### [PROVIDED TEXT]
--------------------

In addition of identifying new or already known cancer-related virus infections, contaminations can be detected. We find evidence (90 % genome coverage) of murine type c retrovirus in the transcriptome of the bladder urothelial carcinoma cell line 253JBV, which might have confounding effects on experiments [25].
Mutations
The portal integrates mutation information for the analyzed cell lines from CCLE [4] and Klijn et al. [5]. For each mutation, annotations are displayed, such as the affected gene, the position in the genome, the type (for example, substitution), the effect (for example, missense or intron), and the influence on the protein sequence (for example, p.Y58F means, that the Tyrosine residue at position 58 is substituted by a Phenylalanine). In addition, we provide links to the webpage of this entry at the respective source, CCLE or Genentech, and a link to the ‘Drug Gene Interaction Database’, which identifies relationships between mutated genes and drugs [26].
Neo-epitope catalog
Using the determined HLA Class I and Class II types in conjunction with the mutations enabled us to define a catalog of HLA Class I and Class II neo-epitope candidates. Figure 4 shows the neo-epitope catalog for colon carcinoma cell line HCT116, sorted from strong to weak binding. The columns 1 to 3 describe the mutation and columns 4 to 7 show the HLA allele, the percentile rank, the sequence, and the IC50 of the predicted strongest binding neo-epitope, respectively. Columns 8 to 11 show information for the corresponding wild-type sequence.
Such a list can be input for experiments searching for tumor HLA-ligands. As an example, Bassani-Sternberg et al. [27] recently eluted HLA ligands from HCT116 cells, followed by mass spectrometry profile, and found several mutation-containing ligands, which are listed in the neo-epitope catalog, such as QTDQMVFNTY with a predicted strong binding affinity (rank: 0.01, IC50: 8 nM, marked row in Fig. 4).
Gene expression
The TCLP allows searching for and listing gene expression values from a selected cell line. The table enables the user to filter via the gene name or to define a RPKM value range. The table dynamically changes its content to display only the data fulfilling the given criteria. The gene name is linked to the NCBI platform for additional gene information. All expression data of the current cell line can be downloaded via a download button at the top of the table or through the corresponding API.

--------------------

### [EXCERPTED DATA]
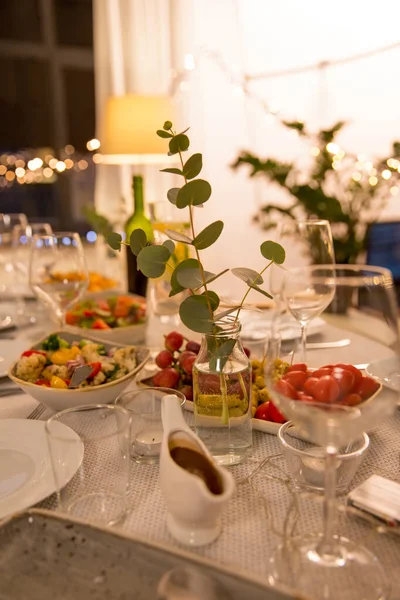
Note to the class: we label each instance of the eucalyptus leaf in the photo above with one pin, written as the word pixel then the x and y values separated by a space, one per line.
pixel 193 193
pixel 208 236
pixel 176 287
pixel 177 236
pixel 172 194
pixel 170 245
pixel 114 240
pixel 213 299
pixel 179 143
pixel 195 315
pixel 151 260
pixel 221 356
pixel 263 292
pixel 191 278
pixel 193 166
pixel 247 275
pixel 172 170
pixel 273 251
pixel 164 134
pixel 137 241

--------------------

### [PROBLEM REQUIREMENTS]
Answer these from the portal text:
(a) Which cell line's transcriptome showed evidence of murine type c retrovirus?
(b) What does the annotation p.Y58F mean?
(c) What IC50 is given for the neo-epitope QTDQMVFNTY?
Answer from the portal text alone.

### [TASK RESPONSE]
(a) The bladder urothelial carcinoma cell line 253JBV.
(b) The Tyrosine residue at position 58 is substituted by a Phenylalanine.
(c) 8 nM.